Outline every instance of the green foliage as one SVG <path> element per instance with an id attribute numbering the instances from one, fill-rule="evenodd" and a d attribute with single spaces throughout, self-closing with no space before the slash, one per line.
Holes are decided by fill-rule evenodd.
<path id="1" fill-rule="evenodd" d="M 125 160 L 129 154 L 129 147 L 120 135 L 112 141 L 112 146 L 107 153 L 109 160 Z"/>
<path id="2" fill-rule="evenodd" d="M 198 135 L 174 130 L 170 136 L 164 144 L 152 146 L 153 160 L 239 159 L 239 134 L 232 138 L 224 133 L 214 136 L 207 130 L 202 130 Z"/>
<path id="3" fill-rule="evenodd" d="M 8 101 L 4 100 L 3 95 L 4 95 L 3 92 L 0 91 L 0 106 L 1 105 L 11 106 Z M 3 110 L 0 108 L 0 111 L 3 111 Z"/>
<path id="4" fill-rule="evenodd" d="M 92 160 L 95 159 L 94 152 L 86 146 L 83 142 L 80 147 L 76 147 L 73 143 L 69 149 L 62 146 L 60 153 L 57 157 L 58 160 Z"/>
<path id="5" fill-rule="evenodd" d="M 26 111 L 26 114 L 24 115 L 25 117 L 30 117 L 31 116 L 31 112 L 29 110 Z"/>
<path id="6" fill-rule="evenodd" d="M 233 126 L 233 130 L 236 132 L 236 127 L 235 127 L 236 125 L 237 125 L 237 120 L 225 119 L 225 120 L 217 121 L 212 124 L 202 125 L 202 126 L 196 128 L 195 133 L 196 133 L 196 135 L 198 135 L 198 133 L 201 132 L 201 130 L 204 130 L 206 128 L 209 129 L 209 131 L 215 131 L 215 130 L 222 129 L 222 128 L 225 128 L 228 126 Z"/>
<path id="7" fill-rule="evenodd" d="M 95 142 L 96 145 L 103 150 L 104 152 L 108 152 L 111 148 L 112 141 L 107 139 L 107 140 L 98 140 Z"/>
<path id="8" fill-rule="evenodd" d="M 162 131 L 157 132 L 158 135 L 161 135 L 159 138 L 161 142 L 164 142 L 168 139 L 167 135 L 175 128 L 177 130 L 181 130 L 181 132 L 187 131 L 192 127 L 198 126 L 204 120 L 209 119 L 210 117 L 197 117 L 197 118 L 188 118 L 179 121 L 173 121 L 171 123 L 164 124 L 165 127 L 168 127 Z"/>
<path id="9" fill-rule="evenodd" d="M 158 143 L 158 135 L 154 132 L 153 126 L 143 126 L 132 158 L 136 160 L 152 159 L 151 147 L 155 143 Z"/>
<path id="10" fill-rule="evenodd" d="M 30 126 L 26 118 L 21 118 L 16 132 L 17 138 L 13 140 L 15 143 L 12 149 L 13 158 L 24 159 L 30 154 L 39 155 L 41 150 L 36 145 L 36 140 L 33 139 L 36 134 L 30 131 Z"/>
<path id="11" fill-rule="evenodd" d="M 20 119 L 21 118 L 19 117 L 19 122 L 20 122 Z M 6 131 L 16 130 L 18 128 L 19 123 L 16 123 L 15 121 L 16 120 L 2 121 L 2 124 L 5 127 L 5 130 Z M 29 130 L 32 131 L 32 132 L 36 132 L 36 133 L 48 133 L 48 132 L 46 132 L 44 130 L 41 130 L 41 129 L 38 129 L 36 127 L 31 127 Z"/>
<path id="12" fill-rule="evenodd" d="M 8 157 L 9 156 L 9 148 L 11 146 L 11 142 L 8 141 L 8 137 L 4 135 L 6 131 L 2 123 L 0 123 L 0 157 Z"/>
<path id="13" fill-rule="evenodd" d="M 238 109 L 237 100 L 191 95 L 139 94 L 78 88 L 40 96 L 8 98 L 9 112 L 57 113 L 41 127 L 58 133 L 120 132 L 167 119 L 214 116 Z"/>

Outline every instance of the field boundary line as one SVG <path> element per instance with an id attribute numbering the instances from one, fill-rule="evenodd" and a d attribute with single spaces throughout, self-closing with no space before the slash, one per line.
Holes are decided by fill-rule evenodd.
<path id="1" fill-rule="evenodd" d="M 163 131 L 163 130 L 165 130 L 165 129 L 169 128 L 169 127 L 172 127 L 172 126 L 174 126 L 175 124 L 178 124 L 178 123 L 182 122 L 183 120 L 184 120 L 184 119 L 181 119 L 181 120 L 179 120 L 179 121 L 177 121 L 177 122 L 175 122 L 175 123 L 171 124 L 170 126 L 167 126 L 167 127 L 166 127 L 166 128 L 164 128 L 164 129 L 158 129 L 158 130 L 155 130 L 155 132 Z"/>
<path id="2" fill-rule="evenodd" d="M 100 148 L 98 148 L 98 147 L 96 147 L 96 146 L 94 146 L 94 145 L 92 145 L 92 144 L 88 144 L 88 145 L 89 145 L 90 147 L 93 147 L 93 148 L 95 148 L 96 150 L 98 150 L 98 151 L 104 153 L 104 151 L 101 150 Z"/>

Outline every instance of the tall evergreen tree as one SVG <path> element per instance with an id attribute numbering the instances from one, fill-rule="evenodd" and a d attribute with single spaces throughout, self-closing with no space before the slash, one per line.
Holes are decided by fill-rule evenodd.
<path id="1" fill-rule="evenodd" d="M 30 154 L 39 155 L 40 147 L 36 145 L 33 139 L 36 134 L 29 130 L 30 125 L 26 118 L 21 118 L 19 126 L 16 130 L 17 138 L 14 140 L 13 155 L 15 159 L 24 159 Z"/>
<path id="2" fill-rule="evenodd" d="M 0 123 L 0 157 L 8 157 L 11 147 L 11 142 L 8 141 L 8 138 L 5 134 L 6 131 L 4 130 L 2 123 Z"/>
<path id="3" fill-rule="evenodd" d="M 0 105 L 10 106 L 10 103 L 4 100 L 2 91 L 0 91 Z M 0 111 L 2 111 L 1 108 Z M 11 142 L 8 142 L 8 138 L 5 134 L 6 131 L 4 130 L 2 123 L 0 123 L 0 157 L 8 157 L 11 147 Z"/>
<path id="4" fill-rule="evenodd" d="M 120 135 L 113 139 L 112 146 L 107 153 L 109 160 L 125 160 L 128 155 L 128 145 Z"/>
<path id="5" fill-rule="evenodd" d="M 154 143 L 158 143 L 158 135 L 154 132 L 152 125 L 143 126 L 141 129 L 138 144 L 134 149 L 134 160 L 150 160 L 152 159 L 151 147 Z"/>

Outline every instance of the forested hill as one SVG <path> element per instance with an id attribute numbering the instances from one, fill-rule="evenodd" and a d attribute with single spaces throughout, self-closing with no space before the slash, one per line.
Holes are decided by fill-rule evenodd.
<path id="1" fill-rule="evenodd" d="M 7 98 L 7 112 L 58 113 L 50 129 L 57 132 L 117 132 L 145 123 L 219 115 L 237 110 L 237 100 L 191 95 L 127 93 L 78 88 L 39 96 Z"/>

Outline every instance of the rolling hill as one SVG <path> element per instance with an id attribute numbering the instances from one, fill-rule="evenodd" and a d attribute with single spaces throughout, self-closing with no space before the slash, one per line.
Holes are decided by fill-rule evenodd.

■ REQUIRED WORK ■
Among the lines above, find those that contain the word "hill" and copy them.

■ ANSWER BELOW ■
Outline every instance of the forested hill as one SVG <path> element per instance with an id attribute numbering the instances from one, fill-rule="evenodd" and a d attribute with single spaces throughout, self-closing with no space before the slash, one per line.
Outline every instance of the rolling hill as one SVG <path> element per instance with an id attribute numbering the instances from one, fill-rule="evenodd" and a d attribute with single spaces throughout, self-closing with no space before the slash, one per line.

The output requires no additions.